Set problem - Copy the stretch of material from "Could you please put a dot on the sloped" through "column 477, row 56" and swap "sloped ceiling" for "slanted ceiling". Keep everything else the same.

Object pointing dataset rows:

* * *

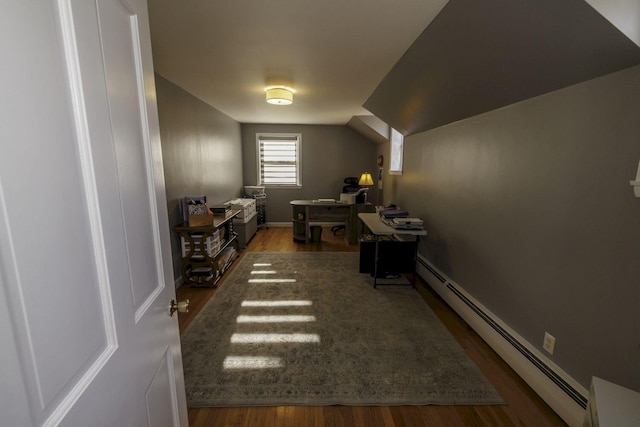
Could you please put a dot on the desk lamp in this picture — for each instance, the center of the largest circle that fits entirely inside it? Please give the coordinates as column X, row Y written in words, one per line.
column 365, row 180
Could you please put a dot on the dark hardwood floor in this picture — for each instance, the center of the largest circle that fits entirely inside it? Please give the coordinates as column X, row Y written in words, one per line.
column 523, row 408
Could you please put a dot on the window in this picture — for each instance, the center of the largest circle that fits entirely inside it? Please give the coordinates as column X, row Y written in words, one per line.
column 279, row 159
column 396, row 152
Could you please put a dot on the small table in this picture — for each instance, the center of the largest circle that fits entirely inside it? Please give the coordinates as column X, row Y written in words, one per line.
column 306, row 213
column 200, row 250
column 378, row 229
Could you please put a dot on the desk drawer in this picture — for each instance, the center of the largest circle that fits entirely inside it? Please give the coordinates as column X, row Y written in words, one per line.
column 328, row 213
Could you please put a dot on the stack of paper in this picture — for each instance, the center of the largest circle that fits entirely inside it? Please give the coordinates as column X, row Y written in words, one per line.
column 407, row 223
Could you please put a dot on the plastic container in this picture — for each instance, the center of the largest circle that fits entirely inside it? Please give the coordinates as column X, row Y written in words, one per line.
column 316, row 233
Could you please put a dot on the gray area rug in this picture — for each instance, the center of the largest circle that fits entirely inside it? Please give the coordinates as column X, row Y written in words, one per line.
column 308, row 329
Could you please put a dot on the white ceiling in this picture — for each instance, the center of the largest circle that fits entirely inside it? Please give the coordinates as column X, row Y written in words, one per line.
column 333, row 52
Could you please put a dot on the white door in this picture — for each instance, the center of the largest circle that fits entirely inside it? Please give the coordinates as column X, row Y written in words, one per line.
column 85, row 265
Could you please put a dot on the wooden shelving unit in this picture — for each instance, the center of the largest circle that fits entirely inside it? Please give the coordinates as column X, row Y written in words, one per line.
column 205, row 257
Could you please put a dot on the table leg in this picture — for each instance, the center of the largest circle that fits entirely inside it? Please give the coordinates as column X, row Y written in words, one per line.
column 375, row 263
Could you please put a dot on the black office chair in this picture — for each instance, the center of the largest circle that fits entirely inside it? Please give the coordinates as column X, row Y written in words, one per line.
column 351, row 186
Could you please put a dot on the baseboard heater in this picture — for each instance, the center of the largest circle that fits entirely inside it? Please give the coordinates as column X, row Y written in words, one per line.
column 543, row 367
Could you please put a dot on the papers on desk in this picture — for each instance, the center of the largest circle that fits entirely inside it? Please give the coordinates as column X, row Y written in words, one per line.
column 393, row 213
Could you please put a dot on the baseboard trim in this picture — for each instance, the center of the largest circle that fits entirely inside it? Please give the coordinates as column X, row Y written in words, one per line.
column 557, row 388
column 278, row 224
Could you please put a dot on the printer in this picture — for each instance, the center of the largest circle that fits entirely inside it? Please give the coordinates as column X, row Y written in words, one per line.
column 353, row 198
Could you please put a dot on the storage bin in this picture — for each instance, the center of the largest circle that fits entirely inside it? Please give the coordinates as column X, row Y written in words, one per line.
column 254, row 190
column 247, row 208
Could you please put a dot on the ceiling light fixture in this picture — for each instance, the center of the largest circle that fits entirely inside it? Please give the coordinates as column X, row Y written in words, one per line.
column 279, row 95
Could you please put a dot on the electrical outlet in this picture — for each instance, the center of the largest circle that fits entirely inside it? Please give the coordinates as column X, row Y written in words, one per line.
column 549, row 342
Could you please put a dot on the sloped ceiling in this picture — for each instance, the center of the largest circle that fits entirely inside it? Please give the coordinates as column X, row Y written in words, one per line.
column 477, row 56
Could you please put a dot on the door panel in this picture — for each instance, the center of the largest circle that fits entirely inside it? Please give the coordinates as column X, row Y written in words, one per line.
column 159, row 393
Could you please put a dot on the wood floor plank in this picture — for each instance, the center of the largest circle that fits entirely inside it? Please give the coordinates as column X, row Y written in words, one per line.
column 523, row 408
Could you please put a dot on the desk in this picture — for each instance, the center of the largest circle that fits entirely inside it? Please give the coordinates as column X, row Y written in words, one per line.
column 203, row 249
column 378, row 229
column 307, row 213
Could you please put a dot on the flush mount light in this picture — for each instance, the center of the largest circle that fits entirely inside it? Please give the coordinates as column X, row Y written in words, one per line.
column 279, row 95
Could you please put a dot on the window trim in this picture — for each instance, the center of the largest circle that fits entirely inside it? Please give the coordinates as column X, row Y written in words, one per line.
column 396, row 152
column 276, row 136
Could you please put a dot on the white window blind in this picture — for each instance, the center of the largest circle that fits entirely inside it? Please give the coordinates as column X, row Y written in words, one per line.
column 279, row 159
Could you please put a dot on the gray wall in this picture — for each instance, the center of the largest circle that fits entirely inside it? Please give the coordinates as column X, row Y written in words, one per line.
column 201, row 150
column 329, row 154
column 529, row 208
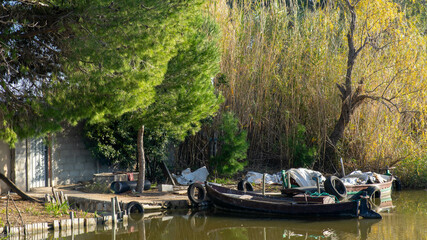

* * *

Task solution -
Could you please put a dot on the slanted ceiling in this picture — for each instance, the center of the largest circle that fits entirely inside it? Please give the coordinates as column X, row Y written in words, one per line.
column 477, row 56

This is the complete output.